• MATERIAL FOR THIS TASK:
-- Begin --

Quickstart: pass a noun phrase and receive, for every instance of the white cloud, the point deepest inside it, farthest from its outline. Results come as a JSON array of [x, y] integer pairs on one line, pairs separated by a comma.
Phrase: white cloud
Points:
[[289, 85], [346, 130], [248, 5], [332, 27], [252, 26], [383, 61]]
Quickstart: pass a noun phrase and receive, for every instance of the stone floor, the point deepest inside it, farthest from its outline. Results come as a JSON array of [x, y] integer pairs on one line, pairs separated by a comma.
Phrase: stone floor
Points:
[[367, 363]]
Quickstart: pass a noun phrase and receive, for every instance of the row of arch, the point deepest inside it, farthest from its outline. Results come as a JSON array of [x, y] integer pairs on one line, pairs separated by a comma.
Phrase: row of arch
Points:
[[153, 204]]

-- End --
-- Begin --

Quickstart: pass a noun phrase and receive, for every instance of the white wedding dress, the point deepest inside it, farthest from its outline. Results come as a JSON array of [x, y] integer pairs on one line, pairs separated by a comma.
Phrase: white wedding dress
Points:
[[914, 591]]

-- End --

• EXERCISE DIRECTIONS: Please convert the stretch of the listing from the line containing "of the stone" through the line containing "[[367, 363]]" into a two-column CSV with the headers instruction and output, one row for each text and its answer. Put each value in a single quoted field, with line breaks replaced by spaces.

• COMPLETE OUTPUT:
instruction,output
"Quickstart: pass a noun phrase and receive, for every instance of the stone floor, the point deepest inside it, farthest from its outline. Results come as a JSON array of [x, y] integer pairs on one line, pairs separated by a comma. Phrase: stone floor Points:","[[367, 363]]"